» EXERCISE OBJECTIVE
Print the data exactly. Omit the pictures.

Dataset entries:
==================================================

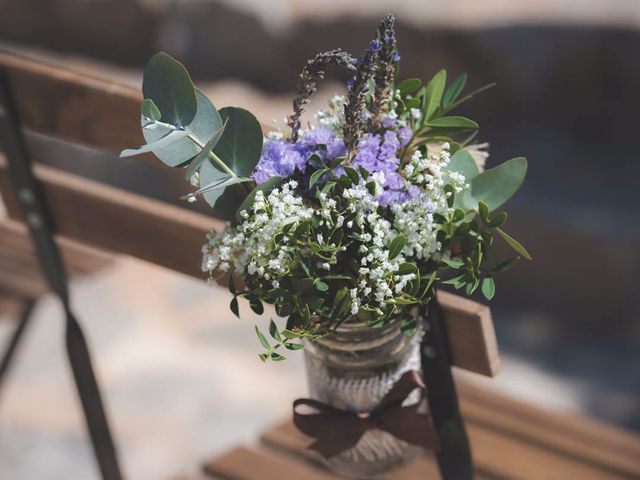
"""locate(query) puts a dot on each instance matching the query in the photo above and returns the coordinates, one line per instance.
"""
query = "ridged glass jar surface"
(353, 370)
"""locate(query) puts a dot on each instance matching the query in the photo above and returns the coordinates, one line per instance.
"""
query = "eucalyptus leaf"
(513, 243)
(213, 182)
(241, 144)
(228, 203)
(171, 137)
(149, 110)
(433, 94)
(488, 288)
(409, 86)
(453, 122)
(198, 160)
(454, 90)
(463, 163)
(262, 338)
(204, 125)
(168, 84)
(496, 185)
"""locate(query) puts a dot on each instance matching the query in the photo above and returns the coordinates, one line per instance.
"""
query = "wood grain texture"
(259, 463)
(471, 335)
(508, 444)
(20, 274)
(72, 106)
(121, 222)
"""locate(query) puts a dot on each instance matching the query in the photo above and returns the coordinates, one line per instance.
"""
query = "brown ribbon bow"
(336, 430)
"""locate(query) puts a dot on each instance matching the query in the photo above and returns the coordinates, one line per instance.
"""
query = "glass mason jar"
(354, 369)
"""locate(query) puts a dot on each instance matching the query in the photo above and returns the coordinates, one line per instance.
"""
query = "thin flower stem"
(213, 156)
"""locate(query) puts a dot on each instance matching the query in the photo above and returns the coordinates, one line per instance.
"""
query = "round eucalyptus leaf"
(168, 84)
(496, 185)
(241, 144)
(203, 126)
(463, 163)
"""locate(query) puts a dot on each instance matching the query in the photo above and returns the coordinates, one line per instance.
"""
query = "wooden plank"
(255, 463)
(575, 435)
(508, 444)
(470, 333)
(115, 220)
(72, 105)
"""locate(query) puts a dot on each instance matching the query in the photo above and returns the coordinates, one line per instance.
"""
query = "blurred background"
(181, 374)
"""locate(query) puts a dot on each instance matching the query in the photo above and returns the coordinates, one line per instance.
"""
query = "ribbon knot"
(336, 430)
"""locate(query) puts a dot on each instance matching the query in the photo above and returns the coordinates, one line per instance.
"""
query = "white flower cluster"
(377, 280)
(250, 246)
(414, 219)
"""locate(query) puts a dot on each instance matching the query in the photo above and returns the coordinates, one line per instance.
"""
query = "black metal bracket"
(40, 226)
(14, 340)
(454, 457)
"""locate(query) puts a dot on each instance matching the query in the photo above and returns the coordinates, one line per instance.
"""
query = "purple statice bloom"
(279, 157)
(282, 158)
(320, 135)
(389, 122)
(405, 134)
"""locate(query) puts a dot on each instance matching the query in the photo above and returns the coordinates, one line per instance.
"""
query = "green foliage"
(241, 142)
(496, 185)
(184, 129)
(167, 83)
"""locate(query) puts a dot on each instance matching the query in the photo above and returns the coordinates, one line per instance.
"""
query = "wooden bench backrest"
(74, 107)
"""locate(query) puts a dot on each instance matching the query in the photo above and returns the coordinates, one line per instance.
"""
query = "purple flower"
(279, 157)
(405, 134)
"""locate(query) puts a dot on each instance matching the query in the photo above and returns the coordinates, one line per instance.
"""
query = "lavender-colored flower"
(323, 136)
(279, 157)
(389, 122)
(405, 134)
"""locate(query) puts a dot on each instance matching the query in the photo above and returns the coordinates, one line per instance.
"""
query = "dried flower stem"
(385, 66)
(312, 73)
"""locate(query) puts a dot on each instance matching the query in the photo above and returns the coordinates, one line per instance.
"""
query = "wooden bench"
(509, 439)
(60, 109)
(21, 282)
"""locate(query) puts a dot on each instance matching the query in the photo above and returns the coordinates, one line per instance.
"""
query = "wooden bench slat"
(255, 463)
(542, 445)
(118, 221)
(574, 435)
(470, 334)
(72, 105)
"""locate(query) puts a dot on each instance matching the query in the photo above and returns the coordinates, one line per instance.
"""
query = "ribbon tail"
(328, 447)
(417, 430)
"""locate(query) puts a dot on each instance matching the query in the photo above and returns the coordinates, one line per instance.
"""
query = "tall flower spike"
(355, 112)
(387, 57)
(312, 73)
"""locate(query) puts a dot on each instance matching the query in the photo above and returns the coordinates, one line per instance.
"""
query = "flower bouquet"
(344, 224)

==================================================

» TASK SOLUTION
"""locate(query) puts a dot on each instance matching the query in the photo above and returns the coordinates, one line per instance.
"""
query = "ridged glass jar surface"
(353, 370)
"""locate(query) puts a dot on each instance matching the query in the photo above and returns the coordinates, one line per instance.
"""
query = "eucalyptus leaf"
(513, 243)
(213, 182)
(241, 144)
(228, 203)
(171, 137)
(149, 110)
(433, 94)
(488, 288)
(409, 86)
(453, 122)
(198, 160)
(454, 90)
(463, 163)
(262, 338)
(204, 125)
(168, 84)
(496, 185)
"""locate(query) puts a dot on each instance matching the query in the photo above and returns the coordinates, one line per instance.
"""
query = "wood grain texture"
(259, 463)
(471, 335)
(508, 444)
(20, 274)
(72, 106)
(121, 222)
"""locate(query) puts a dot on each instance matching the query in the photo above and returns the coordinates, one line per instance.
"""
query = "brown ribbon bow"
(336, 430)
"""locate(query) puts a dot on each instance matching the query in the photo above and returns the coordinates, one line per instance.
"""
query = "glass mason jar"
(354, 369)
"""locate(query) puts a dot on each instance matching the query in the photo above and returns the coordinates, one line per instance.
"""
query = "thin flower stem"
(213, 156)
"""locate(query) puts a dot on each instance matching the query in the photo above and returns the coordinates, one line per instance.
"""
query = "round eucalyptus leaf"
(168, 84)
(496, 185)
(241, 144)
(203, 126)
(463, 163)
"""locate(query) puts a dot on each instance matching the query in the photo above and returns the coordinates, one line per instance.
"""
query = "wooden plank"
(255, 463)
(575, 435)
(508, 444)
(470, 333)
(115, 220)
(72, 105)
"""locate(query) puts a dot on each instance matching the query in the photo above and returns the coordinates, one line per instance.
"""
query = "blurred background"
(181, 374)
"""locate(query) puts a dot on each instance matching the query in the photo above and returns the coordinates, one line per instance.
"""
query = "ribbon knot"
(336, 430)
"""locate(query) puts a dot on each instance matching the query in the photo above and returns the coordinates, one line per instance.
"""
query = "white flower cluster"
(377, 280)
(250, 246)
(414, 219)
"""locate(query) puts a dot on each instance matching the query in the photo above and returns the coordinates, one line per instance.
"""
query = "black metal bracket"
(40, 226)
(14, 340)
(454, 457)
"""locate(query) puts a dot on each instance matching the query in the photo above and returns the coordinates, one line per instance.
"""
query = "purple statice bloom"
(279, 157)
(282, 158)
(320, 135)
(389, 122)
(405, 134)
"""locate(query) puts a dot on each instance matching the query in the photo above and returns the coordinates, one line per instance.
"""
query = "green foliage"
(241, 142)
(496, 185)
(184, 129)
(167, 83)
"""locate(query) puts a dot on each instance matching the query in the photo above and returns the coordinates, one line per instance.
"""
query = "wooden bench backrest"
(74, 107)
"""locate(query) puts a dot on each instance matching the query in the photo above and returns the coordinates, one line per instance.
"""
query = "purple flower"
(279, 157)
(405, 134)
"""locate(query) puts a dot on each instance matching the query in the photo above and returns the coordinates, one line per instance.
"""
query = "lavender-colored flower"
(323, 136)
(279, 157)
(389, 122)
(405, 134)
"""locate(query) puts a dot on each instance matching the query in the photo above and returns the coordinates, one line per instance.
"""
query = "dried flower stem"
(385, 66)
(312, 73)
"""locate(query) puts a dot on each instance matching the query in the photo above and returns the coordinates, one line per instance.
"""
query = "wooden bench"
(509, 439)
(60, 109)
(21, 282)
"""locate(query) puts a dot on each instance matching the query in the photo above and returns the coordinates, one line per instance.
"""
query = "wooden bench slat"
(255, 463)
(542, 445)
(118, 221)
(574, 435)
(470, 334)
(72, 105)
"""locate(query) puts a dot on each instance matching the query in the photo above and returns the coordinates, one line per instance.
"""
query = "ribbon tail"
(328, 447)
(417, 430)
"""locate(query) puts a dot on each instance matching the query in the photo above and returns the coordinates, one line per instance.
"""
query = "tall flower spike"
(355, 112)
(387, 57)
(312, 73)
"""locate(query) puts a dot on each instance matching the query in the photo above and returns the coordinates, one line per instance.
"""
query = "flower bouquet"
(344, 224)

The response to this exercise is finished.